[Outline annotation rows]
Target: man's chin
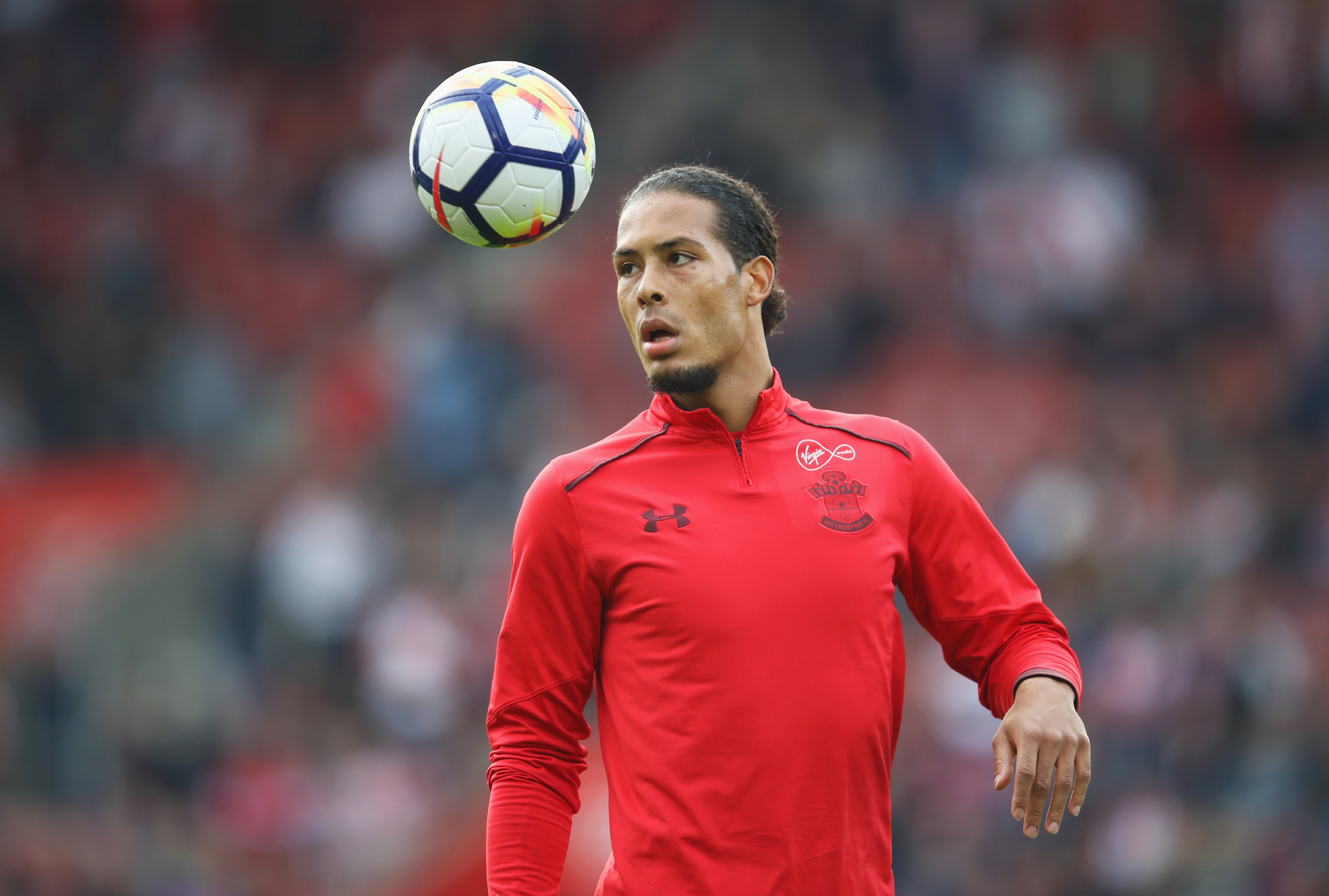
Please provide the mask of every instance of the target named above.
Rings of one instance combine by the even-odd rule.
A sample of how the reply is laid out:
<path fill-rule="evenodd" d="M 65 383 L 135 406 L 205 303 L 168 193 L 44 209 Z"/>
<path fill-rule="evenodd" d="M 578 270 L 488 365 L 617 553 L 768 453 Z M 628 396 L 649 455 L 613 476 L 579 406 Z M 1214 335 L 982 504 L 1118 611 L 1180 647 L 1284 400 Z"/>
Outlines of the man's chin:
<path fill-rule="evenodd" d="M 663 360 L 663 358 L 662 358 Z M 686 396 L 704 392 L 720 378 L 720 369 L 704 361 L 676 361 L 674 364 L 653 364 L 646 374 L 646 388 L 668 396 Z"/>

• [TO DO] Convert every line of the rows above into a JSON list of strings, one string per line, leaving out blank lines. Omit the pictures from the list.

• [WRITTEN REPLY]
[
  "Target: man's chin",
  "Please provide the mask of every instance of the target named above.",
  "Rings of one instance combine by the even-odd rule.",
  "A sample of how the reply is laid out:",
  "<path fill-rule=\"evenodd\" d=\"M 65 383 L 135 406 L 205 303 L 168 193 L 44 209 Z\"/>",
  "<path fill-rule=\"evenodd\" d=\"M 578 270 L 488 365 L 617 553 L 768 453 Z M 628 396 L 649 455 L 613 476 L 579 406 Z M 1214 335 L 982 504 L 1118 611 L 1180 647 L 1284 400 Z\"/>",
  "Outlines of the man's chin:",
  "<path fill-rule=\"evenodd\" d=\"M 663 360 L 663 358 L 662 358 Z M 686 396 L 704 392 L 720 378 L 720 369 L 704 361 L 676 361 L 674 364 L 653 364 L 646 374 L 646 388 L 668 396 Z\"/>"
]